- Source information:
__________
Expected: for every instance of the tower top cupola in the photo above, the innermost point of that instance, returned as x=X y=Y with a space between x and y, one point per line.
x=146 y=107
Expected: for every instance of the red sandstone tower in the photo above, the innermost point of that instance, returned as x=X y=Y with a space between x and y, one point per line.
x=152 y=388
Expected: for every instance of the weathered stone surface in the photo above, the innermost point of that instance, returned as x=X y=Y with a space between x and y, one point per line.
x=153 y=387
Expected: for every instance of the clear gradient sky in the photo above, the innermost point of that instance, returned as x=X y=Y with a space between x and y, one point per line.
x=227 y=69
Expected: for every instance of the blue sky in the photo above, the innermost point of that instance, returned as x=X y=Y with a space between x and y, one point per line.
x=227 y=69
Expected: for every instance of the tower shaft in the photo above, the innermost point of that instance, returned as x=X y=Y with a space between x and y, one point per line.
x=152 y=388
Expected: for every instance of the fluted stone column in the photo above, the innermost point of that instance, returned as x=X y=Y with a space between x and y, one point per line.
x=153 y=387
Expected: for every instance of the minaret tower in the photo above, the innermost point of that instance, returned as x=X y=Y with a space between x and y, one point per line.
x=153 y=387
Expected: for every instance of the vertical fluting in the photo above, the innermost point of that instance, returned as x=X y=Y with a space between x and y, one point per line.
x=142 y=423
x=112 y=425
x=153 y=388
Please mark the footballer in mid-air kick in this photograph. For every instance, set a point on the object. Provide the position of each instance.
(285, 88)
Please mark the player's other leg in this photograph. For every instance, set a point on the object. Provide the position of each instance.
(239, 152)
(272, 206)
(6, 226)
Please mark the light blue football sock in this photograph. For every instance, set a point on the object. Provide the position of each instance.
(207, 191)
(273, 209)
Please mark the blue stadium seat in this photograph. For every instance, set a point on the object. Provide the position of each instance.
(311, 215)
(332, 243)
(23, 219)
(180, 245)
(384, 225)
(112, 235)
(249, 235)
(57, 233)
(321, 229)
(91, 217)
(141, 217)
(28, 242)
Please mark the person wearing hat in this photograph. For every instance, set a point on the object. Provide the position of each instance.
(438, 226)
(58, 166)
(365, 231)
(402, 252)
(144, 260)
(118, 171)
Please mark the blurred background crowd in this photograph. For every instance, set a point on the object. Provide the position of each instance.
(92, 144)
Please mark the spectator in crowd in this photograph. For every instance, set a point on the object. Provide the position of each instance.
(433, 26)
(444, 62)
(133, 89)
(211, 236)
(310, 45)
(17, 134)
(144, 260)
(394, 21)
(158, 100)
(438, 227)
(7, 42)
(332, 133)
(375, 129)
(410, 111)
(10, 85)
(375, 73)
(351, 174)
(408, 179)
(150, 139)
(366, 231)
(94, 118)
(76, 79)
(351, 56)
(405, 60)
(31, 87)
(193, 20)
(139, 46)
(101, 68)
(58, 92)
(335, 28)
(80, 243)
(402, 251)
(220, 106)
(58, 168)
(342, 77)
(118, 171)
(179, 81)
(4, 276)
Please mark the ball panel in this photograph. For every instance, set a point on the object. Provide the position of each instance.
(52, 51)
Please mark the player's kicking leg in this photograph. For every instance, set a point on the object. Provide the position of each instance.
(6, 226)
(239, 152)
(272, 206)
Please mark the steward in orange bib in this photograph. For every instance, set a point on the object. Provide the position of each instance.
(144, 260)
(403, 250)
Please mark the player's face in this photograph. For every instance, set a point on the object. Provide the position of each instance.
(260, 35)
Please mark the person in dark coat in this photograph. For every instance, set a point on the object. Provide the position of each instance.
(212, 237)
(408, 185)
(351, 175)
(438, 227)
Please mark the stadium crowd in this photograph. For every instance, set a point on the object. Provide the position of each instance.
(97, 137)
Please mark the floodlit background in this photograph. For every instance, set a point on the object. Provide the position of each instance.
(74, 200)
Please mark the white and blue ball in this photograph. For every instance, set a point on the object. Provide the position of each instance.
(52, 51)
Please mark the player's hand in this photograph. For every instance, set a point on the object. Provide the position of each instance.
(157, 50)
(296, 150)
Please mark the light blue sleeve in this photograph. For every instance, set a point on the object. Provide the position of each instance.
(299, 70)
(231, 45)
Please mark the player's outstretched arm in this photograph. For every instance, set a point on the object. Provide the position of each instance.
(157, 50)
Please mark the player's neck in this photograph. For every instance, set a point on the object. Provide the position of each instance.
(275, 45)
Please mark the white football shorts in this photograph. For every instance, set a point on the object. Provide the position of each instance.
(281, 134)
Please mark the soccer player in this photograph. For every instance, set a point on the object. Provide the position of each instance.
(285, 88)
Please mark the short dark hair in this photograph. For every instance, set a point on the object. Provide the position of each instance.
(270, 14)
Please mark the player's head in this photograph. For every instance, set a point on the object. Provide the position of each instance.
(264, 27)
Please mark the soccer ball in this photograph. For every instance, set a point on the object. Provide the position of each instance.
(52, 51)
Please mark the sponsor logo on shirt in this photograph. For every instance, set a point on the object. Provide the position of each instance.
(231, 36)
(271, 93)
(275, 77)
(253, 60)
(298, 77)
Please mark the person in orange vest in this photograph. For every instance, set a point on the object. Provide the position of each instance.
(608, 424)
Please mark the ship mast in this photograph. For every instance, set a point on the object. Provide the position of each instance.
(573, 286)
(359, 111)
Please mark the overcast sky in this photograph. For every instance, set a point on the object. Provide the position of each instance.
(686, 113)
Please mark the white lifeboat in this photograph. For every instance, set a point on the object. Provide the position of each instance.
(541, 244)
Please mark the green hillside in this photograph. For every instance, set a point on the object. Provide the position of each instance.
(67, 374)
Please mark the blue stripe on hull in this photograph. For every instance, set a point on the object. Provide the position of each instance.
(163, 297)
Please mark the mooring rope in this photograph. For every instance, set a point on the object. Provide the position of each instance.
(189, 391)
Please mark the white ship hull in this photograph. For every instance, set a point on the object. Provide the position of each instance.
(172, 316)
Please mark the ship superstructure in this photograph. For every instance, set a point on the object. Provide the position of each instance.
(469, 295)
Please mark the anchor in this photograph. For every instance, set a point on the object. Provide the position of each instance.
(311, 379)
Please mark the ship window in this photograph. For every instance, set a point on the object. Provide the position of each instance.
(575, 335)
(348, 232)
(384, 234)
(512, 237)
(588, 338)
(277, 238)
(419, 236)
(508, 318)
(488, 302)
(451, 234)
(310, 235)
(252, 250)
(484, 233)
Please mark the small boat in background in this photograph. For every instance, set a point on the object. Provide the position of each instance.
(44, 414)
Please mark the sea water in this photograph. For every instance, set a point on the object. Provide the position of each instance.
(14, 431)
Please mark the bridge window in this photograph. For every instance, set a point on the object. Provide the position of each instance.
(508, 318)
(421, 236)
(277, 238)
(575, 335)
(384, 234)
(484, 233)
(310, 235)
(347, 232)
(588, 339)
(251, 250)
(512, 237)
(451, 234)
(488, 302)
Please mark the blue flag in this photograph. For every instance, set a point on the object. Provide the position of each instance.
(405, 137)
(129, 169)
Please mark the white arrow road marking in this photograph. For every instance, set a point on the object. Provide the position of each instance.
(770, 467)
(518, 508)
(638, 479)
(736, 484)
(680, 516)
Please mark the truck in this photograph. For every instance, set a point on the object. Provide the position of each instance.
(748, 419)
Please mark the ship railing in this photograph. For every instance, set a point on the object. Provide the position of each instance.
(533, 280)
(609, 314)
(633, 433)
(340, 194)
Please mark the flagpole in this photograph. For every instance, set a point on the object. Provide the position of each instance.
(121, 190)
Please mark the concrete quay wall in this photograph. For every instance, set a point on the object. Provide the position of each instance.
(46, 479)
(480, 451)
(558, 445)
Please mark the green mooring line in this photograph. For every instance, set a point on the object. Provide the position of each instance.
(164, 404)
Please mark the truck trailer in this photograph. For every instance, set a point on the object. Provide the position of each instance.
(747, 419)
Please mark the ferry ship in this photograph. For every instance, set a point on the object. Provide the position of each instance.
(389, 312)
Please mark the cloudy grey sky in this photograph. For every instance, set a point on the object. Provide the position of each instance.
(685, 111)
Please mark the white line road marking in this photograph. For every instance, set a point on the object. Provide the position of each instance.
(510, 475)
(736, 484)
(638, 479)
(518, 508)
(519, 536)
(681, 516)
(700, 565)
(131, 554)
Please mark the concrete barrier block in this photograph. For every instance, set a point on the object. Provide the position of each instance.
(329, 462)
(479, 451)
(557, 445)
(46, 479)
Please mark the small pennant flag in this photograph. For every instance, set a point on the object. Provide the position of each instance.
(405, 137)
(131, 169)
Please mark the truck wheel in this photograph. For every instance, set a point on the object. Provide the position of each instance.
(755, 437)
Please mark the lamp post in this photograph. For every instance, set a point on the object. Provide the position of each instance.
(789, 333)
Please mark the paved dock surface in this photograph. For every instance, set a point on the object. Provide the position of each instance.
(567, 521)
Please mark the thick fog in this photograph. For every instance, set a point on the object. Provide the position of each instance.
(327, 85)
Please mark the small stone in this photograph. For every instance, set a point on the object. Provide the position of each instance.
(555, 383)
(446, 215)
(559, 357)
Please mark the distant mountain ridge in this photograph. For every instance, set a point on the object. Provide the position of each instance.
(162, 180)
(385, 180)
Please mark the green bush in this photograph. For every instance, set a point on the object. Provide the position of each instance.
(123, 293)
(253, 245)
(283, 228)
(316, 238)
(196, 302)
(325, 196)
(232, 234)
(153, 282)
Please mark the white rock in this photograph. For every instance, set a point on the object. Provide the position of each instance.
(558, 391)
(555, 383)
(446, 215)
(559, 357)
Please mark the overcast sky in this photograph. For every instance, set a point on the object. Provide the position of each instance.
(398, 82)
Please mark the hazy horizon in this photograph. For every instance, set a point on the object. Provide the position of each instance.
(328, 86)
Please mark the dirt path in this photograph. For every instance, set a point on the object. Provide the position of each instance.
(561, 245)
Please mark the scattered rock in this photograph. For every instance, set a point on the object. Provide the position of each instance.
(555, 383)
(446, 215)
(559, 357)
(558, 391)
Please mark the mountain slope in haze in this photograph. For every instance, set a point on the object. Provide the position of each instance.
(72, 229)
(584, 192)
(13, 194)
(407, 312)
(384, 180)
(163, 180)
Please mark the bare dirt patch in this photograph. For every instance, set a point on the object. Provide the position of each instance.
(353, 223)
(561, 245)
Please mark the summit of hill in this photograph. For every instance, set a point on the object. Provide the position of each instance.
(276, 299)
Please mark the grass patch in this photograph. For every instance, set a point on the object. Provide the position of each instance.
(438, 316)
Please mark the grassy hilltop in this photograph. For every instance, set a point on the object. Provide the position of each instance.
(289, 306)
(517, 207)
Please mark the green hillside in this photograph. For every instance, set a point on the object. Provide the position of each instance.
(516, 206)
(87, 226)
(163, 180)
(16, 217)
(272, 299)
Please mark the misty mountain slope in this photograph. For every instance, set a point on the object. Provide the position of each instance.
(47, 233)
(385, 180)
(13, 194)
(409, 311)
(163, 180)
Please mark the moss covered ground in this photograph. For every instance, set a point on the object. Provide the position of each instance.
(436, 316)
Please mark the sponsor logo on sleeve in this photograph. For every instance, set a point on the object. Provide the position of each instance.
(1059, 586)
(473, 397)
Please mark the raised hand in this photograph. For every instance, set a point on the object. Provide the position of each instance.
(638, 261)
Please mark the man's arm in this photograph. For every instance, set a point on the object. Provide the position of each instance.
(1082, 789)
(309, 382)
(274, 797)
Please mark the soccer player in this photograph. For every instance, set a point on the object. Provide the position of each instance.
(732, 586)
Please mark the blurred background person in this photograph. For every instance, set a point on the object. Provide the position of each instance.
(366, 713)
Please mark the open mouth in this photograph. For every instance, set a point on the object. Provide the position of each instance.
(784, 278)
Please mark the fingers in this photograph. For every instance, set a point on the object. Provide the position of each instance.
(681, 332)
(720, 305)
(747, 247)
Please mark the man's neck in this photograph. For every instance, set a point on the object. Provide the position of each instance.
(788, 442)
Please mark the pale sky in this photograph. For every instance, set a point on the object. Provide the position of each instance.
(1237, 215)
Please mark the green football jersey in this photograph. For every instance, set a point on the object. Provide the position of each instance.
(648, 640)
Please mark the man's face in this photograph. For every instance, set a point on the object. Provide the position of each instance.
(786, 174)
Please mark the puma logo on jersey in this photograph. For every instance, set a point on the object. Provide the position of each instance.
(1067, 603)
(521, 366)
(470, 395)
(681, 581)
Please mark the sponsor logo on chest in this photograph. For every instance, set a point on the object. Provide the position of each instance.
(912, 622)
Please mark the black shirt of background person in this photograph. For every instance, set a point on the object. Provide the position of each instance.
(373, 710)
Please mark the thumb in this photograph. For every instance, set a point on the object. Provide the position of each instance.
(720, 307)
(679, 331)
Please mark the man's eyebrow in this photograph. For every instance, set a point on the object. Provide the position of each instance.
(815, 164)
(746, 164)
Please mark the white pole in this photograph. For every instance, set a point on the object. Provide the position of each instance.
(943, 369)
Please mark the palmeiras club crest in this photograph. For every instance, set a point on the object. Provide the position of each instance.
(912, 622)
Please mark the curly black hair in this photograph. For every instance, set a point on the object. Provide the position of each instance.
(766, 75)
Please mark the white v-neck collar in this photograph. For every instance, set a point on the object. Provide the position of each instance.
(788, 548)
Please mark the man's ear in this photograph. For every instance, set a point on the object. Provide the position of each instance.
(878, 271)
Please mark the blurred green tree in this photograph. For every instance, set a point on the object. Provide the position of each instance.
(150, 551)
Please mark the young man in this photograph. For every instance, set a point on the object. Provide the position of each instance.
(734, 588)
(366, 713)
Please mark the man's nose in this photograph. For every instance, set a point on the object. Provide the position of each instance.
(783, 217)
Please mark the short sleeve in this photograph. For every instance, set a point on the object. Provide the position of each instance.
__________
- About this exercise:
Only the lines from the one holding "Please mark the palmeiras" to the end of the material are wanted, each transcribed exactly.

- Answer to this problem:
Please mark the palmeiras club crest in this photograph. For every instance, set a point on the object. Provide the position of each instance.
(912, 622)
Please mark the curly black hair in this photograph. For every instance, set a point on the object. Provide the position of each instance.
(766, 75)
Please mark the white v-neck collar in this photograph. For every instance, set a point on the object. Provide the position of each instance.
(788, 548)
Please mark the man's ear in this photograph. For every instance, set a point on the object. Provide the position of each instance.
(878, 271)
Please mark the blurred green tree in this photograph. For every instance, set a point on the object. Provide the position of each instance.
(150, 551)
Please mark the young man in this photograph. For every instance, set a point on the object. Provide the position of each instance.
(734, 588)
(366, 713)
Please mark the man's nose in this photograph. For every instance, set a point on the object. Provide the position of each instance.
(783, 217)
Please mark the short sleeve in this photograph. For every instance, set a point on the object. Provide the position of each instance.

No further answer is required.